* [ABOUT THIS EXERCISE]
Only the lines from the top of the following listing through the line with "Target: sky" belong in your answer, exactly as written.

============================================================

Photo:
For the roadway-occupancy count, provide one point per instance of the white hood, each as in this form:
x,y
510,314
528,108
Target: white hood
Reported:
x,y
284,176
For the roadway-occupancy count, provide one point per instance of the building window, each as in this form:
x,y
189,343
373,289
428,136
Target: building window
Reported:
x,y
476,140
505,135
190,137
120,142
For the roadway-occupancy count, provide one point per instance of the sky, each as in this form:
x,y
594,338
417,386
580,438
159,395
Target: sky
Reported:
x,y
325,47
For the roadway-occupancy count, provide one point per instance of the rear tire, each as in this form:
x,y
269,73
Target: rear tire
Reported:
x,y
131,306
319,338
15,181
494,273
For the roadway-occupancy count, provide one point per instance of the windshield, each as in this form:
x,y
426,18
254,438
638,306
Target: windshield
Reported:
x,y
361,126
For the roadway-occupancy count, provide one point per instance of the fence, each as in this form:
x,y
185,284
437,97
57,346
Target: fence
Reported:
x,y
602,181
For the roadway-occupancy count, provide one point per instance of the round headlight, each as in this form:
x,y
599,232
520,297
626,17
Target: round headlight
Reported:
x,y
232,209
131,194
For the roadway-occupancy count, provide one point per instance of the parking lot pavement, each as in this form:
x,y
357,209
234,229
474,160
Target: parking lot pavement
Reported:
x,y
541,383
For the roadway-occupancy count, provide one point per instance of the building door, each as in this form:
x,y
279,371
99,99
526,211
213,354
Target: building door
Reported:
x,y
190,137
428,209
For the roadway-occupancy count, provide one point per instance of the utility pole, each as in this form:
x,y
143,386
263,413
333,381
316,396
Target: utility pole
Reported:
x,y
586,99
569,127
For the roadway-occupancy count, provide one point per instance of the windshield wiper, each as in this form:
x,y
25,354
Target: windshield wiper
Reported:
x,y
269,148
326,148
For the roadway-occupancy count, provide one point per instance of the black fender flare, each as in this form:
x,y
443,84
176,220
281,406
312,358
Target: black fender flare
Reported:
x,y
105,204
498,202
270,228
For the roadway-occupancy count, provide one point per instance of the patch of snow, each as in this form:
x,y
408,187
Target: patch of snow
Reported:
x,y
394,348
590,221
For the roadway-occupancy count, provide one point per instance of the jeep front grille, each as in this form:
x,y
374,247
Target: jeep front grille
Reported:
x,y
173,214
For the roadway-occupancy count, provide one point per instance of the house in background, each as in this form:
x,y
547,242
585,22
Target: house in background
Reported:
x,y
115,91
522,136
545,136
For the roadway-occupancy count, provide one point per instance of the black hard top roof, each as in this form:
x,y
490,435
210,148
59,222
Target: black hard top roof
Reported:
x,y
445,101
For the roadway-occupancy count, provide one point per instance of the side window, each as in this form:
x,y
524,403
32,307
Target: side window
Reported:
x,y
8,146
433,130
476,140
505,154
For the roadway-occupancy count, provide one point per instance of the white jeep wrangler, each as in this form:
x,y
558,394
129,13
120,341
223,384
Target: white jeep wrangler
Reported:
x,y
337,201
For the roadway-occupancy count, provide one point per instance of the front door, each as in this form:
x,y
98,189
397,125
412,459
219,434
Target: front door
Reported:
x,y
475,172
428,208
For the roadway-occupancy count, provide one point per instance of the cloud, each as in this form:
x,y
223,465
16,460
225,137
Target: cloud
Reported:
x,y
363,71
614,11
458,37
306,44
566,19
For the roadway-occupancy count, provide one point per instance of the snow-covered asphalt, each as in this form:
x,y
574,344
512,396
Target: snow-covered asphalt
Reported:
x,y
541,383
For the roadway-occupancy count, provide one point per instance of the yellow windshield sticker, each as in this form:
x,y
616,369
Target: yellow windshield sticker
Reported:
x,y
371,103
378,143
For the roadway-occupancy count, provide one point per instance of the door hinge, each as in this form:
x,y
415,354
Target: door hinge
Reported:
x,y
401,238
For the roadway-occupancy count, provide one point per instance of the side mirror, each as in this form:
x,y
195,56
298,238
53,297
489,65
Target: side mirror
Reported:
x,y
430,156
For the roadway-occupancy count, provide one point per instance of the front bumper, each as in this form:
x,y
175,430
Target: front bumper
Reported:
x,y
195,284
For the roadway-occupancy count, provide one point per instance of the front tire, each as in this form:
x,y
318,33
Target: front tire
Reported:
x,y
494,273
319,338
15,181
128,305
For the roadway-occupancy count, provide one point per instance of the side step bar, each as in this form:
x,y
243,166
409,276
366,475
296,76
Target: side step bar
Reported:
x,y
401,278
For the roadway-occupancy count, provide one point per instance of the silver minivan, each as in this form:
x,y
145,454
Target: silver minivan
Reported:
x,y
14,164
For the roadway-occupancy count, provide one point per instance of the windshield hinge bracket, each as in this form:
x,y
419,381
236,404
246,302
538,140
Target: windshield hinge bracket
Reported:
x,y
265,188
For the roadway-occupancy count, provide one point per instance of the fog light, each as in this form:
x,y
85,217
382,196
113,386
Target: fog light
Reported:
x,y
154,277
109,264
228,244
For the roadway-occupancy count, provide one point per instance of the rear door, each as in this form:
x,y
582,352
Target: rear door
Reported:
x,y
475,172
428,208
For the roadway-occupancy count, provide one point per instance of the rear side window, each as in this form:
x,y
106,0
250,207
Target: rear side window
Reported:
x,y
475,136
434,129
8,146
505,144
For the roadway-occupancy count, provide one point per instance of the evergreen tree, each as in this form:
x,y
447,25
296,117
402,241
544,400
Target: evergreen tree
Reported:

============================================================

* [ANSWER SPACE]
Photo:
For the roadway-occupancy count, provide one point per instance of the white hood, each as in this form:
x,y
510,314
528,108
Target: white hood
Reported:
x,y
284,176
For the roadway-occupancy count, provide one point per instance of the building window, each as in this form:
x,y
189,343
373,289
428,136
Target: building window
Reported:
x,y
476,140
505,135
190,137
120,142
For the roadway-occupancy count, provide one point per instance of the sky, each as in this form:
x,y
594,338
417,386
580,438
159,395
Target: sky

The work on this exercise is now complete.